**Task goal**
Please print all of the records shown below, exactly as given.

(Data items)
□ □ □ □

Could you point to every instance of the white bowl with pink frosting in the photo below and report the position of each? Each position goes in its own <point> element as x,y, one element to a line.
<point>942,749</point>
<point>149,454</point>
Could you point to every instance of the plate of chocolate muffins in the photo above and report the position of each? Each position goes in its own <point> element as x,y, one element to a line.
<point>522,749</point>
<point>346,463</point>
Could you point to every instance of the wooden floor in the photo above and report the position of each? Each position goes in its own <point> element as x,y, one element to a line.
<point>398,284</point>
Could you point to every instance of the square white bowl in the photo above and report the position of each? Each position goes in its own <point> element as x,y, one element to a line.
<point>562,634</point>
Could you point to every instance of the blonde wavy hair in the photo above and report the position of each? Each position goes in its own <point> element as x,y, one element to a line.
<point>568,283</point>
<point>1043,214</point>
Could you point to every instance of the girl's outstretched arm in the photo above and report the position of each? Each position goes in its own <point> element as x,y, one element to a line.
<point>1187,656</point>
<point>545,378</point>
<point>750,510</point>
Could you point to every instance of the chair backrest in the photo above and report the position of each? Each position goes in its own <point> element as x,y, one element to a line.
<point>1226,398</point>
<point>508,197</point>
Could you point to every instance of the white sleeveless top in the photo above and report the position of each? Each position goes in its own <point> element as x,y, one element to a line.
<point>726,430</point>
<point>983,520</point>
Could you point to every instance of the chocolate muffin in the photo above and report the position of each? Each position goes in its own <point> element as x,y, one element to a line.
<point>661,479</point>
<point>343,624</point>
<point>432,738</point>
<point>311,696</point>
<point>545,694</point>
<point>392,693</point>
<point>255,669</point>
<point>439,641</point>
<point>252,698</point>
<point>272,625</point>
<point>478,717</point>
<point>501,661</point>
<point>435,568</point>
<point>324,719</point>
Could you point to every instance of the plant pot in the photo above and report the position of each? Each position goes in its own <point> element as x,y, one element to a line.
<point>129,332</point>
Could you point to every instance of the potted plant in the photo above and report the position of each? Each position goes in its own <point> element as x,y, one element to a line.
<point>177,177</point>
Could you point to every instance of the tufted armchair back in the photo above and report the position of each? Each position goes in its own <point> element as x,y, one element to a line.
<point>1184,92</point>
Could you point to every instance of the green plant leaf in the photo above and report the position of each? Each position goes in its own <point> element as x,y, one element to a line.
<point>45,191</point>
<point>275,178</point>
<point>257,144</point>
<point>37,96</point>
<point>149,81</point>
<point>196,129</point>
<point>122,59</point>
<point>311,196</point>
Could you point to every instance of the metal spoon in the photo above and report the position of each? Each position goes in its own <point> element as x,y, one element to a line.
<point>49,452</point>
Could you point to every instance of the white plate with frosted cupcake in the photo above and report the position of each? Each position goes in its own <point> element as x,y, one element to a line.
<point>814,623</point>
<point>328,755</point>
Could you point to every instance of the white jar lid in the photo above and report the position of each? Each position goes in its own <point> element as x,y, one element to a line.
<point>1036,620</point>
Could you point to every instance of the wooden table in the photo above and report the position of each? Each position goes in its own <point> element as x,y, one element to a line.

□ □ □ □

**Solution to this problem**
Could you point to every instance of the white bowl with pink frosting in the photo below and report the position of each? Each position goes in its own <point> element as x,y, one element to a line.
<point>942,749</point>
<point>149,454</point>
Could you point to every instance of the plate of chocolate muffins in the photo above and report the position of each? Each position goes in its own <point> element as x,y, one element to a line.
<point>522,749</point>
<point>346,463</point>
Could you point to every instance of the wooden floor in the photo above and report the position of each? Each position goes in its own <point> element as x,y, one element to a line.
<point>398,284</point>
Could you point to every instance of the square white bowl in the photo above and report the position of each? Each position goes in its own <point> element as x,y, one element to a line.
<point>562,634</point>
Could you point to every instance of the blonde wavy hair in the photo above and report the position of each? Each position goes in its own <point> element as x,y, one element to a line.
<point>568,283</point>
<point>1043,214</point>
Could you point to every instance of the girl's outstretched arm in the photo above and report the position of each? Each position goes in its own <point> element as x,y, one element to a line.
<point>1187,656</point>
<point>545,378</point>
<point>750,510</point>
Could you point to every instance of the chair backrest in the photo above and report the position of each? Each position goes in its own <point> element as x,y, one element to a line.
<point>1226,398</point>
<point>508,197</point>
Could you point to every instance of the white sleeveless top in the photo above and report the position of each? Each position goes in its own <point> element as x,y, one element to a line.
<point>726,430</point>
<point>983,520</point>
Could you point to every instance of the chocolate muffin in the photo above and report the position of each? Each position goes in its own <point> element as x,y, one element to a line.
<point>661,479</point>
<point>343,624</point>
<point>432,738</point>
<point>311,696</point>
<point>545,694</point>
<point>392,693</point>
<point>255,669</point>
<point>439,641</point>
<point>252,698</point>
<point>272,625</point>
<point>478,717</point>
<point>501,661</point>
<point>435,568</point>
<point>324,719</point>
Could you point to every instance of the plant pot in the photo above and report the position of each? Each position goes in its own <point> element as x,y, one element to a line.
<point>129,332</point>
Could you point to every instance of the potted plant in the photo above and report the position of each? Each position goes in its own <point> element as x,y, one element to a line.
<point>177,177</point>
Could you point to every instance of the tufted armchair back in the photo above and report the position of each? Each position goes in its own <point> element as x,y, one element to a line.
<point>1184,92</point>
Could you point to every instance of the green plant leaf in the photo above and report the position of each? Each position goes in its own <point> element as x,y, one element to a line.
<point>45,191</point>
<point>275,178</point>
<point>257,144</point>
<point>37,96</point>
<point>149,81</point>
<point>196,129</point>
<point>122,59</point>
<point>311,196</point>
Could you point to every instance of the metal spoon in the photo above and report the position of each? Each position goes in its own <point> element as x,y, one element to a line.
<point>49,452</point>
Could you point to every instance of the white plate with frosted cupcake in the photo above and report the position of each? Each position goes in its own <point> element as x,y, one element to a line.
<point>814,623</point>
<point>328,755</point>
Could you point to every instance of the white jar lid in the photo above and report the position of each? Each position goes in its own <point> element as x,y, one element to a line.
<point>1036,620</point>
Could you point to every instance of the wooden table in the photo above and report the position of each? Each position goes in its own <point> element as x,y, one element to a line.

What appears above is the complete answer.